Neural Network System Breakdown
Genetic Algorithm Neural Network Package
Table of Contents
Breakdown of Package
Network
Neuron
Connection
Population
AIPlayer Template
Visual
Racing Game Example
Inputs
Outputs
Activation Function
Fitness Score
Conclusion
Breakdown of the redistributable source code
This package includes the scripts to create a neural network that evolves through a genetic algorithm. The provided scripts will allow a user to create an evolving AI. In the scripts folder you will find six scripts. The neural network consists of the Network, Connection and Neuron scripts. These hold the core structures of the system and will generate the network. The population script takes care of all the AI. This includes their updates, fitness levels and crossbreeding. You can download the entire project to include the racing game example or you can download the package that will only include these 6 scripts.
Network
The network script includes the functionality for creating a network with the given amount of inputs, outputs and hidden layer nodes. It handles ordering the network for use during the feed forward process and also connects the neurons to other neurons based on the connections. There is also a cloning function that is used to avoid AI from behaving exactly the same.
Neuron
The neuron script does all the calculations in regards to the inputs. When an input value is given to the neuron it will take is and push it through an activation function. Currently, many different activation functions exists in the script. You should select which one suits your situation better. We will go through a simple selection process when talking about the example program that was made with this package.
Connection
The connection script holds the data for the weights of the network. A network will have many connections joining the neurons from one layer to another. A connection keeps track of the neuron it is connecting to and the neuron it is connecting from. It also keeps the weight of the connection. This weight will determine the importance of this output value and will influence the output values from each neuron. The connection has the functionality to mutate where the weight will change. This can be changed in the script as this is not revealed anywhere in the Unity editor. drasticMutateChance is the chance for a large mutation to happen where the weights of a connection will randomly change. mutateChance is the chance for a weight to change according to the rangeOfMutation. This is a more controlled mutation.
Population
The population script will grab all objects tagged by the Robot tag. This tag can be anything as it is only used to keep track of what objects is an AI. If their is already a data file for the given networkName, the script will load the network and apply it to the current training session.
The network name is the text file's name that stores the data of the network. This is set in the inspector on the population script.
If there isn't a text file with the same name, it will generate a new text file to store the network in. The population script also keeps a copy of the bestScore of this session, the prevBestScore (previous best score) and the bestPlayer of the session. If a file is read during startup, the default bestPlayer will be the copied network.
When all AI have reached the time limit or have died, the script will calculate the AIs fitness scores and sort them according to the best fitness scores. It will then crossbreed this generations best player, and the saved best player and produce a new network with spliced weights. It will then repopulate the AI with some of the best players, and some of the breeded product.

SUPPLIED DATA:
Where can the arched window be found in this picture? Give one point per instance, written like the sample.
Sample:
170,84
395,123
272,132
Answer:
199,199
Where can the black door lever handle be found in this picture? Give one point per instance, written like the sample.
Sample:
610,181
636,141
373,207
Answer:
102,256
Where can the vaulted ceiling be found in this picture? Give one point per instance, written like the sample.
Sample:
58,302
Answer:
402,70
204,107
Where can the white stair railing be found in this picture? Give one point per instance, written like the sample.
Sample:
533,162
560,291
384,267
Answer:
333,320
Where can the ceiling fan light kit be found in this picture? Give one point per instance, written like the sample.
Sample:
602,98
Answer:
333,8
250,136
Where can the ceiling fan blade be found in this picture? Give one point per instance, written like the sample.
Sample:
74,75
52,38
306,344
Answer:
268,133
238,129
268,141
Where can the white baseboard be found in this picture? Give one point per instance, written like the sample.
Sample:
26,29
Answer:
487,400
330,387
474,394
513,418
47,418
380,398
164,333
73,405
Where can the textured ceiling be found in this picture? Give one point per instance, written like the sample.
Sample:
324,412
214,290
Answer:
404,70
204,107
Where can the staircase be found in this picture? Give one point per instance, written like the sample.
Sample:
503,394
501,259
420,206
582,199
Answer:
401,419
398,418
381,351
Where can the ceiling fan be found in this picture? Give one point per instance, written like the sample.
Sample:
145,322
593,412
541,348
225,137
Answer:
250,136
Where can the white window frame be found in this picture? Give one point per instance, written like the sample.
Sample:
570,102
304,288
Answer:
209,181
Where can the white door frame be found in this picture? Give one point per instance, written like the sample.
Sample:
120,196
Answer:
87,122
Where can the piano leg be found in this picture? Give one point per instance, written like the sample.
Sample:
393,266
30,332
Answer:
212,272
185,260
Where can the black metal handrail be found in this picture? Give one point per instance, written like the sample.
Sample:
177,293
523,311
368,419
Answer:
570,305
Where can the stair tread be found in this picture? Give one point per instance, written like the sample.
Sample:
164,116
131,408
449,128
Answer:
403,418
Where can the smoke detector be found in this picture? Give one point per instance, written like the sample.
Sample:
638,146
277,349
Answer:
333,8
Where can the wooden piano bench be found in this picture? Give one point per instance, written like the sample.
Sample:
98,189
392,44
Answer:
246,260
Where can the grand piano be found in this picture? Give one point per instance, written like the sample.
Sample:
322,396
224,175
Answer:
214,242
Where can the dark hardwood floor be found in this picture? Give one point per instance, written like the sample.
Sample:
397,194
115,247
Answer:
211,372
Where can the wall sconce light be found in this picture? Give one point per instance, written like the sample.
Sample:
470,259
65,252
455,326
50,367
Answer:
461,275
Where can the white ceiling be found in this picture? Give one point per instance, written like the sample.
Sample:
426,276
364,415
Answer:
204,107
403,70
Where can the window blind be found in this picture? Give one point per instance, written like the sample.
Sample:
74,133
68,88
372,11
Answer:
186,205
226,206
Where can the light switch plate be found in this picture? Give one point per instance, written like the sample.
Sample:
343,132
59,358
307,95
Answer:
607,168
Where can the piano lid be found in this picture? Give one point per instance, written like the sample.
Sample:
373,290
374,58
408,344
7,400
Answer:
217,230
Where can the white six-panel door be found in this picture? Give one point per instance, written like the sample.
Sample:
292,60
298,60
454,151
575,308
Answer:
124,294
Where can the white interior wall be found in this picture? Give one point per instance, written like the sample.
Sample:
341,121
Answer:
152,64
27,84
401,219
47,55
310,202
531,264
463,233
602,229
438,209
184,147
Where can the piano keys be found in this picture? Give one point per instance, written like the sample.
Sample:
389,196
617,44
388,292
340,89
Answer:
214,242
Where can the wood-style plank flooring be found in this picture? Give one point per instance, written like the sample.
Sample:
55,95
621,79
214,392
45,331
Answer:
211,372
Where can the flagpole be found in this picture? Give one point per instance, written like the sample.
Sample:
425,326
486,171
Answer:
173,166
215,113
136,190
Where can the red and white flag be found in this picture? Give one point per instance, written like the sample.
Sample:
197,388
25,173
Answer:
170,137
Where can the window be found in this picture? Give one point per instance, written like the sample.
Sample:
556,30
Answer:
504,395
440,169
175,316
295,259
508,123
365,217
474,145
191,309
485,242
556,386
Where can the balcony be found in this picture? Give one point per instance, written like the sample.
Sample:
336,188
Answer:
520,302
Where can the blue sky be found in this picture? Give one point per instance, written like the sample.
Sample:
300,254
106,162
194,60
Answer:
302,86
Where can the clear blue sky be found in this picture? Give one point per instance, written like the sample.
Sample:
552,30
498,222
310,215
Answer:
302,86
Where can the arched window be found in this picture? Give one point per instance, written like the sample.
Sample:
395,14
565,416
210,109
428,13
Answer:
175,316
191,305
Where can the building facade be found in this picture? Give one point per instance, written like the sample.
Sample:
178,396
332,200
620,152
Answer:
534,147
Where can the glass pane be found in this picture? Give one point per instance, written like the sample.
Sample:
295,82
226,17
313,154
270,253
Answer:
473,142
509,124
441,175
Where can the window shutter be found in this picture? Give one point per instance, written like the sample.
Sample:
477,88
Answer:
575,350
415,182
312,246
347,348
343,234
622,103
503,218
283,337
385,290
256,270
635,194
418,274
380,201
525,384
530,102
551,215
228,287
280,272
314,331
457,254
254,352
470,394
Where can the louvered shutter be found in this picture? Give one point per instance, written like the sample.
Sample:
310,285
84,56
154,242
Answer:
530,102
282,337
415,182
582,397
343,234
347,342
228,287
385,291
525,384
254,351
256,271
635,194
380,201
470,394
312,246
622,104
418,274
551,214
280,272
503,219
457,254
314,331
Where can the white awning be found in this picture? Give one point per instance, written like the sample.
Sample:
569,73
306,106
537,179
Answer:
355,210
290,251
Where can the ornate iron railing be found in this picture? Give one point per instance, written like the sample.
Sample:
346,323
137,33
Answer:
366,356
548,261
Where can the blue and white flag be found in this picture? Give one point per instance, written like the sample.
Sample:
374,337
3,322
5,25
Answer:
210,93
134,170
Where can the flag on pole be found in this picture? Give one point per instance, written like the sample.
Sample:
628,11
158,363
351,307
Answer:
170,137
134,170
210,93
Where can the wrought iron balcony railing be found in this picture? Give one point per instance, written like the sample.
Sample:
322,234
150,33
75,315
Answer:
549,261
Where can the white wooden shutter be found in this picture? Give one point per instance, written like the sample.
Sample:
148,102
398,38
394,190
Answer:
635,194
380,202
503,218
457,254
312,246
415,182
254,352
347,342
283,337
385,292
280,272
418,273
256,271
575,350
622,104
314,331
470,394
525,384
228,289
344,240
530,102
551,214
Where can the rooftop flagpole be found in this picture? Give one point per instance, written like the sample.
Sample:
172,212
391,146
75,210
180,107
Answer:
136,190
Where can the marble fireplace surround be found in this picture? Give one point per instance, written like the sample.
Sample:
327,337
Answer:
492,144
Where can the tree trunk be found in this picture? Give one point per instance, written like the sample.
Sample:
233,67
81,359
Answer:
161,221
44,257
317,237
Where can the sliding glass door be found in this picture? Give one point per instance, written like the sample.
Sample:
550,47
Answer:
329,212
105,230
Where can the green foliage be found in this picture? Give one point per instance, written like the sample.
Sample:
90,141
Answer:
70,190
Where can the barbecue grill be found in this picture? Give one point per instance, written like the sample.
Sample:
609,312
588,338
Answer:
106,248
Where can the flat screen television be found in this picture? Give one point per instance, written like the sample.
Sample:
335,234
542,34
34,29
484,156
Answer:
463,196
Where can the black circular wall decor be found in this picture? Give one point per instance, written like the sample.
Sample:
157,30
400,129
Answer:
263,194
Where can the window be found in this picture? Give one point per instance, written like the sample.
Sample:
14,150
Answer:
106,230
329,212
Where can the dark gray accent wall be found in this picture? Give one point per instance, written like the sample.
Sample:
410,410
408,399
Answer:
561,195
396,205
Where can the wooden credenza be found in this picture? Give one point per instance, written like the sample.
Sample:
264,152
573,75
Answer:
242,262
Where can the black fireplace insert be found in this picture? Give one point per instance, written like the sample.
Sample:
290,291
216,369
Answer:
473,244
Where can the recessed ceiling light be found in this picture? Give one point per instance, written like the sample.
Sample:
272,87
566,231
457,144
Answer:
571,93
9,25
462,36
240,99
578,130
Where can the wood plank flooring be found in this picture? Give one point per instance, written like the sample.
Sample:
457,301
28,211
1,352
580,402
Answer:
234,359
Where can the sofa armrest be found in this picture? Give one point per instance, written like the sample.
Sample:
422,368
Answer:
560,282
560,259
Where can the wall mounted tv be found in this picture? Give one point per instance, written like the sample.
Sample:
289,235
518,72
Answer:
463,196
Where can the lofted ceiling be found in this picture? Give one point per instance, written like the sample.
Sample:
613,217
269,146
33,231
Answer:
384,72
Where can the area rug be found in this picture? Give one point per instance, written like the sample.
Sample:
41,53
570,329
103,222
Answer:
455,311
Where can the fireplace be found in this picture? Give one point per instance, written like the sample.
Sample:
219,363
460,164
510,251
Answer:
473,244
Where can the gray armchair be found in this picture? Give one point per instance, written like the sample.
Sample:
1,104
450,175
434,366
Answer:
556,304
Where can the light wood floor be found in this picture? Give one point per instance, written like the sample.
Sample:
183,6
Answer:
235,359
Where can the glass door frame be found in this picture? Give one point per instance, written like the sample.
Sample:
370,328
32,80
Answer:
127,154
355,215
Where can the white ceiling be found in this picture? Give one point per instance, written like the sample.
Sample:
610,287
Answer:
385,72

WHAT THE TASK ASKS:
Say whether each statement agrees with the neural network package breakdown above. For each, answer yes or no and quote the deciding words from that text.
1. The mutation settings of a connection can be changed in the Unity editor.
2. The network name is set in the inspector on the population script.
3. The scripts folder holds six scripts.

RESPONSE BELOW:
1. No: "This can be changed in the script as this is not revealed anywhere in the Unity editor."
2. Yes: "This is set in the inspector on the population script."
3. Yes: "In the scripts folder you will find six scripts."